Data records
== Segment start ==

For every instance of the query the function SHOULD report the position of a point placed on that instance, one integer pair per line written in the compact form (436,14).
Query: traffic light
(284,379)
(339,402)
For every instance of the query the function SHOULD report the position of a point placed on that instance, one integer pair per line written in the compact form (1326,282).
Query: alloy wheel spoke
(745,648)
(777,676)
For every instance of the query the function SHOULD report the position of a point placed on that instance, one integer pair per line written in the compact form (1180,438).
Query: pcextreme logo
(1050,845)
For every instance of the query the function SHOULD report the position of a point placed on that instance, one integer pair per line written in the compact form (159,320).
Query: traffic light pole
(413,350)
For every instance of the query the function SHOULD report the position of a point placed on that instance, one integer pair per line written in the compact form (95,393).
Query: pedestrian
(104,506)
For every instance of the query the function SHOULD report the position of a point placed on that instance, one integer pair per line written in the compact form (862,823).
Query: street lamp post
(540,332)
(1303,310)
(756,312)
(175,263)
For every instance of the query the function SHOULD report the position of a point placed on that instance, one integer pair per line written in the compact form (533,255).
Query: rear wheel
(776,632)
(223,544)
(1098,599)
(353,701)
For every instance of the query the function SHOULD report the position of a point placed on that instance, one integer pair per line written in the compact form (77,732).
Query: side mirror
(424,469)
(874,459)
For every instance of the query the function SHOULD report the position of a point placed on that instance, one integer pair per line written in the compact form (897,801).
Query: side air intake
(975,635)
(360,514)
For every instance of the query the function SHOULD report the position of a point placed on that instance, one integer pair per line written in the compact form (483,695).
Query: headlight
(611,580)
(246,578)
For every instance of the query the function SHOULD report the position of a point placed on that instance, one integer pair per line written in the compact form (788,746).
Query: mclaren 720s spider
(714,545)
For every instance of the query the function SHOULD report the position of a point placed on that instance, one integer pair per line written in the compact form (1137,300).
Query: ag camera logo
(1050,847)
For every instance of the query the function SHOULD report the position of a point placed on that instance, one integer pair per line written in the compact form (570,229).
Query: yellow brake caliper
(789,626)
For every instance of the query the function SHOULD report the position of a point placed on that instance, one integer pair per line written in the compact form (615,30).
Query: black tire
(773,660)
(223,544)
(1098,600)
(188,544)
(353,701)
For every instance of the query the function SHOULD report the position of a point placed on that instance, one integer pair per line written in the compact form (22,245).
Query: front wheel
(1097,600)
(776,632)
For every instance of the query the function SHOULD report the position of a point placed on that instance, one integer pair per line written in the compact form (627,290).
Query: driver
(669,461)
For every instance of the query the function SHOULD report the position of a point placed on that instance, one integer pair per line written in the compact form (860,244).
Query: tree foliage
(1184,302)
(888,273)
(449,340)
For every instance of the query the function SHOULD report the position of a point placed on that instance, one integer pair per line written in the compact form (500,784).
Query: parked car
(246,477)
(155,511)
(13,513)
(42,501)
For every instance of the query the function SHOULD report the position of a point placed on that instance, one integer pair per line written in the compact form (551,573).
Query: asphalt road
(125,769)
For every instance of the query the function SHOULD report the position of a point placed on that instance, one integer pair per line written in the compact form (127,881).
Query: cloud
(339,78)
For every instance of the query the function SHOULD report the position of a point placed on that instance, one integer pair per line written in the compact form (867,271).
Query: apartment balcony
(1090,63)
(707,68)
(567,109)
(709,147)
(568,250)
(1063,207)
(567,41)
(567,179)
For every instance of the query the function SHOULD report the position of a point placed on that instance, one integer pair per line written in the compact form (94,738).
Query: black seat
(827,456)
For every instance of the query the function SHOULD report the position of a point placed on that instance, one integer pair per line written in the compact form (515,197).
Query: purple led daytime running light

== Segment end ==

Problem description
All the entries above should come back exactly as they are written.

Response area
For every instance of the query the function SHOULD report the position of a point placed on that instance, one integer pair per line written in the compact form (436,14).
Query: traffic light
(284,379)
(339,402)
For every instance of the query the function SHOULD report the position of a point placed on that instance, one integer pair per line written in the compact form (1326,282).
Query: alloy wheel spoke
(745,648)
(777,676)
For every instance of the query the function SHOULD report the position of a point placed on that instance, one integer pair per line written in the compact form (1180,438).
Query: pcextreme logo
(1050,845)
For every instance of the query the function SHOULD report the position of a point placed on that instance, one integer pair per line written in the compact form (159,320).
Query: traffic light pole
(413,350)
For every instance of the query the function SHOULD report the position of a point placed on that instance, one integer pair per line written in the compact form (95,393).
Query: pedestrian
(104,506)
For every instance of the query the function SHOULD report the position of a point placed on that instance, one integer pair per line written in the compact form (862,823).
Query: street lamp post
(540,332)
(1303,310)
(756,312)
(175,263)
For every instance of the query the function SHOULD report the position of a point placed on that instance, one integer pair per line written in the compact form (533,255).
Query: rear wheel
(776,632)
(223,544)
(1098,599)
(353,701)
For every instance of the query the function SHOULD report the position of a point placed on that instance, one integer pair per line written in the compact form (77,732).
Query: side mirror
(424,469)
(874,459)
For every instance of the query the function SHOULD report the position of a point placed on that instance, one integer pair per line written in the compact form (897,801).
Query: side air intake
(975,635)
(360,514)
For every instance of the query the function SHOULD report the position of a point placed on that instance, one integer pair per line written in the compact form (483,695).
Query: headlight
(611,580)
(246,578)
For every instance of the query the function SHOULD report the position of a point placed on that instance, one integer pair per line written in the compact form (788,746).
Query: mclaren 720s spider
(714,545)
For every instance of the query the function SHOULD report the position of a point placed on that instance, one integer pair per line written in the compact form (1137,300).
Query: ag camera logo
(1050,847)
For every instance of the query the function SHOULD report the position of a point placed on that instance, one integer pair per line written in the compact form (570,229).
Query: yellow brake caliper
(789,626)
For every instance of the query the function SHOULD report the position of a point placed on that instance, one integer pair per line written in the compact form (615,30).
Query: black tire
(773,660)
(223,544)
(1098,600)
(188,544)
(353,701)
For every instance of the query the function SHOULD report the position of a point placed on that instance, one integer pair per line written in the compact form (22,245).
Query: front wheel
(1097,600)
(776,632)
For every instance of the query the function SHOULD report the position of a point placed on that instance, one integer pair per line written in the compact form (627,290).
Query: driver
(669,461)
For every instance of the query the function SHOULD report the position of a point placed on that instance, one integer pair per line written in the compact form (860,244).
Query: tree foliage
(1184,302)
(888,273)
(449,340)
For every instance of the query the function SHOULD report the position of a point placed on that instance, one integer pair per line written in the compact form (500,784).
Query: parked car
(246,477)
(155,511)
(13,513)
(42,501)
For every instance of the query the function SHOULD report the position of a point placed on that instance, one integer pair per line written in the compact form (551,573).
Query: asphalt road
(125,769)
For every instance of the query the function SHOULD report the position of a point placed on that instance, one integer pair per line written in the compact form (127,881).
Query: cloud
(339,78)
For every instance of the query the function SHOULD report the position of a point placed on that instance, one integer pair per line written in the compact form (867,271).
Query: apartment balcony
(1090,63)
(707,68)
(567,109)
(709,147)
(568,250)
(1063,207)
(567,41)
(567,179)
For every instance of the query the function SHOULD report the position of a point placed on that instance, one integer pair per line written in the compact form (94,738).
Query: black seat
(827,456)
For every instance of the query the function SHOULD report the position of a point placed on that instance, one integer pair per line written in the compact form (515,197).
Query: purple led daytime running light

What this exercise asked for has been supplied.